**SUPPLIED TEXT**
= = = =

2000 term per curiam opinions of the Supreme Court of the United States

The Supreme Court of the United States handed down nine per curiam opinions during its 2000 term, which began on October 2, 2000, and which ended on September 30, 2001.[1]

Because per curiam decisions are issued from the Court as an institution, these opinions all lack the attribution of authorship or joining votes to specific justices. All justices on the Court at the time the decision was handed down are assumed to have participated and concurred unless otherwise noted.

Court membership

Chief Justice: William Rehnquist

Associate Justices: John Paul Stevens, Sandra Day O'Connor, Antonin Scalia, Anthony Kennedy, David Souter, Clarence Thomas, Ruth Bader Ginsburg, Stephen Breyer

Sinkfield v. Kelley

531 U.S. 28

Decided November 27, 2000.

Middle District of Alabama vacated and remanded.

= = = =

**GIVEN INFORMATION**
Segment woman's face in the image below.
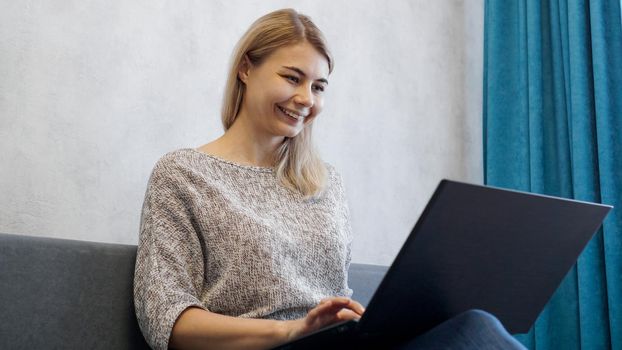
[239,41,329,137]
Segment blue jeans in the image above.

= = = =

**TASK LIST**
- 1) From the Supreme Court text, list every associate justice named.
- 2) Shorten the paragraph of the Supreme Court text that begins "Because per curiam decisions" while keeping its main facts.
- 3) Pick up the Supreme Court text where it stops and keep writing.

**RESPONSES TO THE TASKS**
- 1) John Paul Stevens, Sandra Day O'Connor, Antonin Scalia, Anthony Kennedy, David Souter, Clarence Thomas, Ruth Bader Ginsburg, Stephen Breyer

- 2) Per curiam opinions come from the Court as an institution, so they name no author and no joining justices. Unless noted otherwise, every justice then sitting is presumed to have taken part and agreed.

- 3)
Holding:

Appellees lack standing under Hays because they have neither alleged nor produced any evidence that any of them was assigned to his or her district as a direct result of having personally been subjected to a racial classification

Facts

Alabama voters residing in majority-white districts adjacent to majority-minority districts. All of the districts were created under a state redistricting plan whose purpose was maximizing the number of majority-minority districts. Appellants are a group of African-American voters, whose initial state lawsuit resulted in the adoption of the plan at issue, and state officials. Appellees brought suit in Federal District Court challenging their own districts as the products of unconstitutional racial gerrymandering.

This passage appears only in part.